DATASET CONTENT:
+---+

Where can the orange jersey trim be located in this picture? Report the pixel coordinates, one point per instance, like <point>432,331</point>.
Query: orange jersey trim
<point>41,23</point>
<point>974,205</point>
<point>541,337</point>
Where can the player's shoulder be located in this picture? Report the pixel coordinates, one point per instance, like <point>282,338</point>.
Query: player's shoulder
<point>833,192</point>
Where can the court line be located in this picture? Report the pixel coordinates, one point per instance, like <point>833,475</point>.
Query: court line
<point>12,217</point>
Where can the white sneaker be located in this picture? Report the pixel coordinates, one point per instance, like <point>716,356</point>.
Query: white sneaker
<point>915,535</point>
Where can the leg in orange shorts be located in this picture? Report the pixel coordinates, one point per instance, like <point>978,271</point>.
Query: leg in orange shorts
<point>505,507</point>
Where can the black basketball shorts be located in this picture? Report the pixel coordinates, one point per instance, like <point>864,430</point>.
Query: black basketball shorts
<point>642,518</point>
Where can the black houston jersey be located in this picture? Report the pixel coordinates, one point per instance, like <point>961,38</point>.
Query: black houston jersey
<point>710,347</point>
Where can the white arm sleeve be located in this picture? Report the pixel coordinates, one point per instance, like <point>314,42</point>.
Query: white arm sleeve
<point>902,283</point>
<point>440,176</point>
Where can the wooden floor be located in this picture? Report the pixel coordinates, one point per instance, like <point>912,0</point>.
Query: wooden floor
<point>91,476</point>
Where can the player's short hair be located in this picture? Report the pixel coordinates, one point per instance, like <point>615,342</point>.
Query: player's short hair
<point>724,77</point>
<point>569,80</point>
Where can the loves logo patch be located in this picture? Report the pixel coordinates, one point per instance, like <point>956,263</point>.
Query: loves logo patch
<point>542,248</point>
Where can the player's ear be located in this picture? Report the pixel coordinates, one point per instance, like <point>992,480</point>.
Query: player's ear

+---+

GOAL: Rewrite the records from the start through the line containing "<point>440,176</point>", inclusive, as a two-column CSV with a header row naming the columns input and output. Give one row per record, with its text under input and its answer under output, each in a single quoted field with line breaks turned into spaces.

SOLVED PROBLEM:
input,output
"Where can the orange jersey trim be located in this picture? Report the pixel coordinates, one point per instance, like <point>432,331</point>. Query: orange jersey trim","<point>41,23</point> <point>974,205</point> <point>541,337</point>"
"Where can the player's shoulder be located in this picture? Report the pixel coordinates, one point per instance, like <point>282,338</point>. Query: player's shoulder","<point>833,192</point>"
"Where can the court line be located in this picture? Report the pixel coordinates, one point per instance, like <point>833,475</point>. Query: court line","<point>12,217</point>"
"Where can the white sneaker be located in this picture? Report the pixel coordinates, one point per instance, like <point>716,356</point>. Query: white sneaker","<point>915,535</point>"
"Where can the leg in orange shorts be located in this picture? Report the pixel coordinates, one point per instance, like <point>978,271</point>. Query: leg in orange shorts","<point>505,507</point>"
"Where can the black basketball shorts be located in this picture? Report the pixel coordinates, one point per instance, like <point>864,430</point>. Query: black basketball shorts","<point>642,518</point>"
"Where can the black houston jersey be located in this picture? Report the pixel coordinates, one point per instance, like <point>961,38</point>. Query: black houston jersey","<point>710,347</point>"
"Where can the white arm sleeve be located in this picture? Report the pixel coordinates, one point per instance, like <point>314,42</point>. Query: white arm sleeve","<point>902,283</point> <point>440,176</point>"